→ ACTIVITY
Copy out the data so that nothing differs from the original.

[Point-per-instance localization data]

■ ■ ■ ■ ■

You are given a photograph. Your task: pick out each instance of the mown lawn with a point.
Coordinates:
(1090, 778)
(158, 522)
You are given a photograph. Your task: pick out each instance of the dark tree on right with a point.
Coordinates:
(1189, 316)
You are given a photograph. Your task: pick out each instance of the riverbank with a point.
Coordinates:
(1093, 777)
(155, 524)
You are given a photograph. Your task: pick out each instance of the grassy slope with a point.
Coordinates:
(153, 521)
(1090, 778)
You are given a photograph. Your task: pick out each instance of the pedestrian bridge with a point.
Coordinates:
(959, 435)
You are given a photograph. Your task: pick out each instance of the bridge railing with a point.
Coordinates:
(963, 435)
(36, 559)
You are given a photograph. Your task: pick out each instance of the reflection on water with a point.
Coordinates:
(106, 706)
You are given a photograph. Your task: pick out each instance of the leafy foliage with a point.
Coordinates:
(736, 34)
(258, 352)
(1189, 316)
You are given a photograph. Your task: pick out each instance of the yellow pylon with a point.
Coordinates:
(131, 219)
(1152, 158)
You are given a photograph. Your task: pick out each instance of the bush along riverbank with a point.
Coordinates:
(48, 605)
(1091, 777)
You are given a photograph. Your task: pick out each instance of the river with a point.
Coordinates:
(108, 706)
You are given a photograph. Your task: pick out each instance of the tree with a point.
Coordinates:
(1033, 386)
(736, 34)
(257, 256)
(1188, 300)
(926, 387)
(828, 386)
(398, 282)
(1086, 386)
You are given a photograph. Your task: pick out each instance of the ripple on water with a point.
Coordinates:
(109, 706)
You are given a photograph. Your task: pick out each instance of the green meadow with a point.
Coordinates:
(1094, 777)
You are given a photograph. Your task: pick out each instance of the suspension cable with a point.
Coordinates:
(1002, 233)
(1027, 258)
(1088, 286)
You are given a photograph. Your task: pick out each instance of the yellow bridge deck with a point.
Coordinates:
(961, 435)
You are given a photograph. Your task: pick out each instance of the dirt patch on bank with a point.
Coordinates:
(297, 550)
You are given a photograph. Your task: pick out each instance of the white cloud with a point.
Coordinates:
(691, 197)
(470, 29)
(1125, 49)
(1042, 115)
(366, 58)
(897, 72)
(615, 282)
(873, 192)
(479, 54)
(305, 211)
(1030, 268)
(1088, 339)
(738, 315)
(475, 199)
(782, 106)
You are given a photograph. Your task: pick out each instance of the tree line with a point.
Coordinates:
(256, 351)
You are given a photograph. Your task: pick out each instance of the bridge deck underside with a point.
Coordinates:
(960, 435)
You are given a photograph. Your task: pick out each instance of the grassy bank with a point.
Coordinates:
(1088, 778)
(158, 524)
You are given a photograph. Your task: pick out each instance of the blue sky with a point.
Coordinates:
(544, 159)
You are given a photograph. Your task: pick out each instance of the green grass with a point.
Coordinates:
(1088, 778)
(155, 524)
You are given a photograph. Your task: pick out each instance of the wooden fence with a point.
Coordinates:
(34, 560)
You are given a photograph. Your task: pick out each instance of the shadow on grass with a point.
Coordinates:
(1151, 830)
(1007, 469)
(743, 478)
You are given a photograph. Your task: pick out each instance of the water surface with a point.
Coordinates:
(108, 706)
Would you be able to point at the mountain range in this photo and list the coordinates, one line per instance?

■ ■ ■ ■ ■

→ ANSWER BOX
You are given a photograph. Your task: pick out each instance of the mown lawn with a point.
Coordinates:
(1090, 778)
(158, 522)
You are given a photograph. Your task: pick out each instance of the dark tree on right with a point.
Coordinates:
(1189, 316)
You are given a photograph. Your task: pick out each instance of the riverbank with a point.
Coordinates:
(1093, 777)
(155, 524)
You are given a photograph. Your task: pick out each instance of the grassy slope with a point.
Coordinates:
(153, 521)
(1090, 778)
You are given a photograph. Your task: pick out each instance of the pedestrian bridge with a point.
Coordinates:
(959, 435)
You are given a photograph. Your task: pick out each instance of the bridge railing with a point.
Coordinates:
(963, 435)
(36, 559)
You are given a photograph. Your task: pick out each instance of the reflection on water with a point.
Coordinates:
(106, 706)
You are given a photograph. Your task: pick out each instance of the leafy foliage with a point.
Coordinates:
(736, 34)
(258, 352)
(1189, 316)
You are given a photograph. Your task: pick out each instance of the yellow pylon with a point.
Coordinates:
(131, 219)
(1152, 158)
You are given a photograph. Your task: pick out each instance of the bush along riverbank with a point.
Coordinates:
(48, 605)
(1091, 777)
You are given a photograph. Your task: pick out each instance of the river with a point.
Coordinates:
(108, 706)
You are given a photograph. Your task: pick out each instance of the tree with a point.
Coordinates:
(1033, 386)
(736, 34)
(257, 256)
(1188, 300)
(926, 387)
(828, 386)
(398, 282)
(1086, 386)
You are given a photograph. Your task: pick out each instance of the ripple on water with a point.
Coordinates:
(109, 706)
You are given a photograph. Your task: pick out each instance of the green meadow with a point.
Coordinates:
(1094, 777)
You are given a photograph. Your task: pick out each instance of the suspension cable with a point.
Coordinates:
(1002, 233)
(1027, 258)
(1088, 286)
You are given a photograph. Your task: pick out each instance of the yellow bridge deck with a point.
Coordinates:
(961, 435)
You are given a photograph. Your task: pick out each instance of the dirt patch on bank with a point.
Coordinates:
(297, 550)
You are given a photograph. Your task: pick out each instance of the white cloud with a point.
Coordinates:
(691, 197)
(470, 29)
(1125, 49)
(1042, 115)
(366, 58)
(897, 72)
(615, 282)
(873, 192)
(479, 54)
(305, 211)
(1030, 268)
(1088, 339)
(738, 315)
(475, 199)
(782, 106)
You are given a photograph. Your task: pick out each instance of the tree line with a point.
Coordinates:
(256, 351)
You are given a photograph. Your task: pick out each instance of the bridge deck underside with a point.
Coordinates:
(960, 435)
You are given a photograph. Your task: pick out each instance of the grassy bank with a point.
Coordinates:
(1088, 778)
(158, 524)
You are given a photograph. Your task: pick out each instance of the blue sky with a point.
Coordinates:
(544, 159)
You are given a photograph. Your task: pick out each instance of the green grass with a point.
Coordinates:
(1088, 778)
(155, 524)
You are given a photograph. Your task: pick out each instance of the wooden fence with a point.
Coordinates:
(34, 560)
You are given a photograph. Your task: pick out each instance of the shadow on grass with a point.
Coordinates:
(1151, 830)
(1007, 469)
(743, 478)
You are given a photograph. Your task: pick out each instance of the water surface with a point.
Coordinates:
(108, 706)
Would you be able to point at the mountain range in this photo and list the coordinates, one line per instance?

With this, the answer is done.